佐藤繊維株式会社

世界にはばたくメイドイン山形
世界に一つの糸を紡ぎ出す
佐藤繊維株式会社(寒河江市)

極細のモヘア糸工程を繰り返して糸の太さや本数を均一にしていく

歴史的にも絶対に作れないといわれていた極細のモヘア糸。
この糸で編んだカーディガンをオバマ大統領の就任式でミッシェル夫人が着用したことで一躍話題に。

メイド・イン・ヤマガタが世界の檜舞台に

米国オバマ大統領の就任式でミッシェル夫人が着用したやさしい風合いの黄色いカーディガン。世界的ブランド、ニナリッチのカーディガン、それがメイド・イン・ジャパン、しかもメイド・イン・ヤマガタのモヘア糸で編まれたものとわかって大変な話題となりました。柔らかい肌触りが特長で風雅な趣から「フーガ」と名付けられたその糸はアンゴラヤギの毛1グラムを44メートルまで伸ばした極細モヘア糸。歴史的にも不可能とされてきた極めて細い糸を紡ぐことに佐藤繊維が成功したのです。佐藤繊維の名が広く一般の人々にも知られるようになったのはこの一件がきっかけとなったわけですが、その数年前から繊維業界、アパレル業界ではすでに注目を集める存在となっていました。

快進撃の始まりは2007年のイタリア。30色のグラデーション糸やウールで和紙を包んだ糸など、独創的な糸をひっさげて世界最大規模のニット用糸見本市に初出展。すぐにグッチのバイヤーの目に止まり、その後もイブサンローランやランバンから注文が入るようになりました。また、毛1グラムを52メートルまで伸ばしたさらに極細のモヘア糸でシャネルから大量注文を受けるようになったのです。

ジーンズが千円以下での価格競争を繰り広げているこの時代、有名ブランドであれば数十万円はするニットと同じ糸で編んだ、佐藤繊維オリジナルのニットが数万円で大変な割安感をもって買われています。「高くてもいいものを作る」そんな佐藤正樹社長の信念に時代が追いついてきたのでしょう。

展示風景
イタリア「ピッティフィラテイ展」に出展した際の展示風景。

逆境にあったからこそ成しえた進化

世界の一流ブランドからの注文が相次ぎ、テレビ通販ではオリジナルブランド商品が瞬時で売り切れる、こんな現状からは想像に難いのですが、佐藤繊維もずっと順調だったわけではありません。他の繊維業者同様に中国製品に市場を奪われ、危機的状況に追い込まれたこともありました。それを好転させたのは現在の4代目社長、正樹さんの糸づくりへの一途な思いです。注文を受けて言われた通りのものを作るのではなく、自分たちが作りたいものを作るという方向に転換を図っていったのです。そこには当然、原料の厳選や従来通りの紡績にこだわる技術者たちとの軋轢などさまざまな試練がありました。それでも初志を貫徹し、数年後、技術者たちは独創的な糸を紡ぎ出すようになっていました。佐藤社長のアイデアで廃棄処分寸前の昔の機械を買い受けて改良し、コンピュータ制御では出来ないことを手作業で行い、より繊細な糸を紡ぐようにしたのです。この方針転換を佐藤社長は「進化」と呼び、苦しい時代を経験したからこそ成しえた変化だったと分析しています。

*-*-*

作業内容: 上記の佐藤繊維に関する記事のうち、「歴史的にも絶対に作れないといわれていた極細のモヘア糸。」と「集める存在となっていました。」の間の部分を、両端の語句も含めて一字一句違えずに書き写してください。

*-*-*

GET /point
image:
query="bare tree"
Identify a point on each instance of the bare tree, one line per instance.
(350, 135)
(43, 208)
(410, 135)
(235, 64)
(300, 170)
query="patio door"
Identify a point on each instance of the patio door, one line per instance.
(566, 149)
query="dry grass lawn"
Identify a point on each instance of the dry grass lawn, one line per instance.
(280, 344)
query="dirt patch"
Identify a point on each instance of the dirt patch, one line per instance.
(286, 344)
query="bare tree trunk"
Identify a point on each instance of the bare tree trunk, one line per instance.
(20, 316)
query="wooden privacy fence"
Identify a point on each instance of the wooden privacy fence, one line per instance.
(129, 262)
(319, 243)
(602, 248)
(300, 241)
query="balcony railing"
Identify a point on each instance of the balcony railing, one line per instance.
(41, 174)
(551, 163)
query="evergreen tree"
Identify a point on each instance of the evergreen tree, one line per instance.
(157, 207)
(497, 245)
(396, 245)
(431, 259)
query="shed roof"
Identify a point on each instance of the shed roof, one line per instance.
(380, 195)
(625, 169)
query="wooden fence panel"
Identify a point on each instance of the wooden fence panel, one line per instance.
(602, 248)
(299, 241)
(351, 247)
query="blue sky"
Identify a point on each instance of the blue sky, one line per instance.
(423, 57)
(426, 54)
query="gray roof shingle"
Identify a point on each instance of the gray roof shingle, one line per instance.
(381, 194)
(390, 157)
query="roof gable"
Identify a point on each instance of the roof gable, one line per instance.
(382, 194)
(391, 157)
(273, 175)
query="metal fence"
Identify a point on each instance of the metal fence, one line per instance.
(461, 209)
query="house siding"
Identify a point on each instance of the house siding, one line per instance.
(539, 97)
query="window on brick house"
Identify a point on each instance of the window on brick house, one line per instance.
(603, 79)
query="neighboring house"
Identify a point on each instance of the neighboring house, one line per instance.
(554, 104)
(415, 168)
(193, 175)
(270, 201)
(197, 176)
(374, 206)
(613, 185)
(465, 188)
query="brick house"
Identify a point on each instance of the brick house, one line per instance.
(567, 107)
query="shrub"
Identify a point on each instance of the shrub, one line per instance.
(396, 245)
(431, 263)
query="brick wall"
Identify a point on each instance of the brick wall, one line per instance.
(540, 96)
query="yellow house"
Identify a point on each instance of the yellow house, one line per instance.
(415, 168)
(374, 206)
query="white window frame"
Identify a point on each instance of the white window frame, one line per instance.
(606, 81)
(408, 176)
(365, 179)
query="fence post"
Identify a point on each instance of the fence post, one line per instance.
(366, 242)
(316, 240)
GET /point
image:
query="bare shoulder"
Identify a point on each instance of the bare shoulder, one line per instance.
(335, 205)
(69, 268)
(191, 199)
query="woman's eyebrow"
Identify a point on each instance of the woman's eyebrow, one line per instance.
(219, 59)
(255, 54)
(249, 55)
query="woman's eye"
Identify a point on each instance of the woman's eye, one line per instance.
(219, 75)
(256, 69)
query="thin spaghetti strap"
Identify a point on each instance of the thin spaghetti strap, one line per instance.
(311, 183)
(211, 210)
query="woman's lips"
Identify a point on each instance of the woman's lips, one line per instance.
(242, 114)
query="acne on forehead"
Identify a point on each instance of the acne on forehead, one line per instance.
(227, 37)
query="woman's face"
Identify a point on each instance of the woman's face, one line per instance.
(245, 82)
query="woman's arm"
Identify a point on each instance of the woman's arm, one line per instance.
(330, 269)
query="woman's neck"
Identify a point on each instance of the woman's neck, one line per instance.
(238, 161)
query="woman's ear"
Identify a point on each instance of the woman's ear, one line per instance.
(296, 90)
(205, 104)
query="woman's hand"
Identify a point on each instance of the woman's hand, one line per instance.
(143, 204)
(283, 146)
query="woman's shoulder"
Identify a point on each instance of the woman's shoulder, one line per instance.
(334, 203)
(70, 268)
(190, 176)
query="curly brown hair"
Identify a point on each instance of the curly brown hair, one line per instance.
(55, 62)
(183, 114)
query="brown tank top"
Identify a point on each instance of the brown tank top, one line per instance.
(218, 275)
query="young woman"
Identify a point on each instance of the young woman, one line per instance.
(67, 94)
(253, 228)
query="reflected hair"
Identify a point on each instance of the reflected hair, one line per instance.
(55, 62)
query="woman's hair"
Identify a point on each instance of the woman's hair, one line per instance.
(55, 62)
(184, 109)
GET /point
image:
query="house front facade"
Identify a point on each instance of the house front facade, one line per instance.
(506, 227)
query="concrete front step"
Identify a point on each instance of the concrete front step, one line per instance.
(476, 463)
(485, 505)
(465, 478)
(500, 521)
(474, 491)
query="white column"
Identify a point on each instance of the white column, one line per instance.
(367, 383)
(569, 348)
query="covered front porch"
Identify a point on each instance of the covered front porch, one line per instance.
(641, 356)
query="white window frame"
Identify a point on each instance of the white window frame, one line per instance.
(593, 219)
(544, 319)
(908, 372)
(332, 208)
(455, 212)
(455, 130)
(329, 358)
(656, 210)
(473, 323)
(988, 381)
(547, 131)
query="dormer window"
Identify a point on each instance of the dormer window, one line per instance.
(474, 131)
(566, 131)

*-*-*

回答:
歴史的にも絶対に作れないといわれていた極細のモヘア糸。
この糸で編んだカーディガンをオバマ大統領の就任式でミッシェル夫人が着用したことで一躍話題に。

メイド・イン・ヤマガタが世界の檜舞台に

米国オバマ大統領の就任式でミッシェル夫人が着用したやさしい風合いの黄色いカーディガン。世界的ブランド、ニナリッチのカーディガン、それがメイド・イン・ジャパン、しかもメイド・イン・ヤマガタのモヘア糸で編まれたものとわかって大変な話題となりました。柔らかい肌触りが特長で風雅な趣から「フーガ」と名付けられたその糸はアンゴラヤギの毛1グラムを44メートルまで伸ばした極細モヘア糸。歴史的にも不可能とされてきた極めて細い糸を紡ぐことに佐藤繊維が成功したのです。佐藤繊維の名が広く一般の人々にも知られるようになったのはこの一件がきっかけとなったわけですが、その数年前から繊維業界、アパレル業界ではすでに注目を集める存在となっていました。